##### Recorded data

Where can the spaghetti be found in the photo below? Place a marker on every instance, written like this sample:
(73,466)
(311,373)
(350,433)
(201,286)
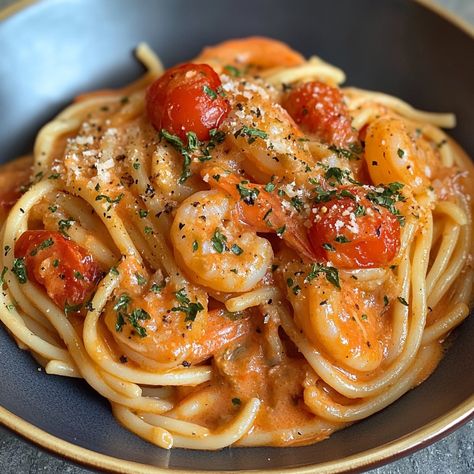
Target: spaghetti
(237,251)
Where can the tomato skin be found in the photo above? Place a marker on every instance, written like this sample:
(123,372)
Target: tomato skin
(319,108)
(63,284)
(372,240)
(179,103)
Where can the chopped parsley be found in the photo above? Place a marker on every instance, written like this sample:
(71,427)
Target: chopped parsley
(251,133)
(331,274)
(186,306)
(359,210)
(233,71)
(388,197)
(141,280)
(236,249)
(353,151)
(218,241)
(269,187)
(134,318)
(19,270)
(65,224)
(109,200)
(210,92)
(71,308)
(281,230)
(114,271)
(43,245)
(297,203)
(156,288)
(342,239)
(249,195)
(402,300)
(339,175)
(2,275)
(194,148)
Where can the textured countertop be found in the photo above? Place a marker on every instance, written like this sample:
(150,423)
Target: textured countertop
(452,455)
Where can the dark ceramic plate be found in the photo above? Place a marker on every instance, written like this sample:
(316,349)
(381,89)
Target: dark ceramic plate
(50,51)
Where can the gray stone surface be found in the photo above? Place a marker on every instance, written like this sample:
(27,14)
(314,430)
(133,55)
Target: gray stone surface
(452,455)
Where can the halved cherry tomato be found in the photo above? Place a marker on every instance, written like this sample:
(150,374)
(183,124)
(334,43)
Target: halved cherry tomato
(187,98)
(354,233)
(320,109)
(68,273)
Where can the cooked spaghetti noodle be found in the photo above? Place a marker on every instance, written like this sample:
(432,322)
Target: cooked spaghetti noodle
(237,251)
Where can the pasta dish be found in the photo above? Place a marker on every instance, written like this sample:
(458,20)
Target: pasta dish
(238,250)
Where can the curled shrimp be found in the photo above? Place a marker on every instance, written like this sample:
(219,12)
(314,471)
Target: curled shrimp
(169,326)
(338,321)
(260,209)
(392,154)
(213,248)
(253,54)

##########

→ Task statement:
Reproduce exactly the line bearing "Target: pasta dish" and all the lines that come after it in the records above; add nothing.

→ Output for this task:
Target: pasta dish
(238,250)
Where can the curled shrimp be found in the photo above? Place a marker on every instance, written like this sample:
(219,12)
(314,471)
Target: curled shrimp
(169,326)
(338,321)
(260,209)
(392,154)
(213,248)
(253,54)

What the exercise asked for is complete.